**Text section**
* * * * * * * * *

Today I woke up to a lot less “I’m watching a “one person Big Brother” kind of TV show and am delivering my hateful and toxic commentary straight to the subject’s brain” in my Head Cuddle and I noticed that my biological father had taken control of my Side Mind. Though it’s only fractions of seconds that he uses his truly natural voice, I notice when he manifests other voices (and different hearts in my Side Mind over his own to figure out the truth of my situation), have been telling him often that he should just be his natural self (when it’s calibrated with my intuition which is how I recognize the same person in the multiple people) and I hope that at some point he will. (He’s not the only one forgivably figuratively catfishing me in the Head Cuddle.) At some point he confirmed that he is my biological father and we’ve been having quite a nice day this far.
The nuance is that there are moments where there’s this crescendo of people whining about my personality as they are watching me on my prison cam and then I punish them by taking away their last source of entertainment. I think I get along with my father quite well. I told him from the start that – though the April Fools (or any other day that is not November 1st (given that though he hasn’t mentioned this to me I know he knows when my birthday is because my intuition wildcatty)) thing was a faux pas – I don’t hold any grudges against him for his absence in my life (as long as he doesn’t join the crescendo of whining cancerous idiots who should better just shut the fuck up instead of deliver toxic and offensive commentary) and that I’d (too) consider it difficult to after 24 years make contact with your child who (if my intuition weren’t wildcatty) doesn’t know that you exist.
In this post – if I get to it given that I have some big cooking plans and after that I might be playing some Super Mario Deluxe – I want to (but you’ll sort it out yourselves given that you have nothing better to talk or think about it’s better to then have more mystery to solve than to consume plenty text) first appetize you with some text about bonding with my biological father in the Side Mind and beyond, what I want our relationship to be like and how I see our future and everyone else (no further family) in it (Volta). I love the guidance he gives me.

* * * * * * * * *

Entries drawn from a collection
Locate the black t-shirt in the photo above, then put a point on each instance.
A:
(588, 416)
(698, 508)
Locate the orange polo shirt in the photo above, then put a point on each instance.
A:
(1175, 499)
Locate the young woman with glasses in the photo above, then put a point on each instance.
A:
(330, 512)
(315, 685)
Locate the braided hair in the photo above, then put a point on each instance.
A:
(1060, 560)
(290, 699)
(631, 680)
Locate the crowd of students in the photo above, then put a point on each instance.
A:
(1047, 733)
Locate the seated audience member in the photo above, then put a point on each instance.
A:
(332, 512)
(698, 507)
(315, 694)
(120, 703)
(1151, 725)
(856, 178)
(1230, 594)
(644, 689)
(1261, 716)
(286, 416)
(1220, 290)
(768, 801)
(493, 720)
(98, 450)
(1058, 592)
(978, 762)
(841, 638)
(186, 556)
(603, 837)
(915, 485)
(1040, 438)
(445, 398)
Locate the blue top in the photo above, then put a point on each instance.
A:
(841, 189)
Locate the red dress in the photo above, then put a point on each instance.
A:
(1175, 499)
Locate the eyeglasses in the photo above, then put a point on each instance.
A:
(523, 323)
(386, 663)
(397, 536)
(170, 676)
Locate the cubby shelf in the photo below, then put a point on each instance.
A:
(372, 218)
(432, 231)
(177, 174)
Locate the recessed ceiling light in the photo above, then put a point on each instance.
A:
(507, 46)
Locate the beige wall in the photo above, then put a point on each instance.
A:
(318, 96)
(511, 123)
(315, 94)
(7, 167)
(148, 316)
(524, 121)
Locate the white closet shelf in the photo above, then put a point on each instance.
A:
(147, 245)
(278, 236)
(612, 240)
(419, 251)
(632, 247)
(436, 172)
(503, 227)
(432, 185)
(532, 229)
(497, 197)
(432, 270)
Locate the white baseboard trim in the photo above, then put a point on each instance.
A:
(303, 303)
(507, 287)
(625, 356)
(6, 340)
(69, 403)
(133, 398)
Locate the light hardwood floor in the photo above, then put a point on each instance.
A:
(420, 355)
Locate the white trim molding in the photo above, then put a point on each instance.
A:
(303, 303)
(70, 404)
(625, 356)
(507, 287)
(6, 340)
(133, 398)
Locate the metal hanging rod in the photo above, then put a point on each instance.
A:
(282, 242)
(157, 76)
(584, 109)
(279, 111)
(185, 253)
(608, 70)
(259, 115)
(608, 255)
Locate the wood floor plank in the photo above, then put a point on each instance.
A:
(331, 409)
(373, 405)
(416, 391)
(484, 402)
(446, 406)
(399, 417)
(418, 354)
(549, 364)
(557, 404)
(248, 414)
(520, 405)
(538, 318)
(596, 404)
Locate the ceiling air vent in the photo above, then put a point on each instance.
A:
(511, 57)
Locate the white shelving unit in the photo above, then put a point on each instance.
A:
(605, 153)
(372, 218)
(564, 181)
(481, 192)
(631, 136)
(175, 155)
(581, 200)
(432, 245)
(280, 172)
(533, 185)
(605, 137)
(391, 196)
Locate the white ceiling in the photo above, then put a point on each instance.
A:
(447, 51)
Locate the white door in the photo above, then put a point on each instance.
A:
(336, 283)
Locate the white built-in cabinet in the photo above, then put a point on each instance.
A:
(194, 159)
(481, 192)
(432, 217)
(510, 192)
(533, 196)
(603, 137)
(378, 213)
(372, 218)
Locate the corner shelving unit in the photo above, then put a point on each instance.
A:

* * * * * * * * *

**Tasks to complete**
1. List the topics that the post about the writer's biological father says the writer first wants to cover in this post.
2. Continue the post about the writer's biological father, starting after its final sentence.

**Results in order**
1.
- Bonding with the biological father in the Side Mind and beyond
- What the writer wants their relationship to be like
- How the writer sees their future and everyone else in it

2.
Then I want to go into perceptions of Head Cuddle, given that everyone’s understanding of reality is different. I’d use three people I’ve been keeping a close eye on throughout these 38 days, as aggregate situation descriptions and pathways to understanding for everyone who has this experience. Starting with my father (I’m saying my father now and by that I will never again mean the monkey) given that the Head Cuddle is not something alien to him and all he needs to know what to do next is a confirmation of his interpretation of my text (and he will stay in my Side Mind until my future (figurative) husband has been educated on how to be a Side Mind). Then there’s my baby (Ben Shapiro) to whom the experience of the Head Cuddle is normal but the path to physical freedom isn’t. Then there’s my (figurative) future husband (Hunter Biden) to whom the experience of the Head Cuddle could be considered a form of schizophrenia and the path to physical freedom is something easily imaginable.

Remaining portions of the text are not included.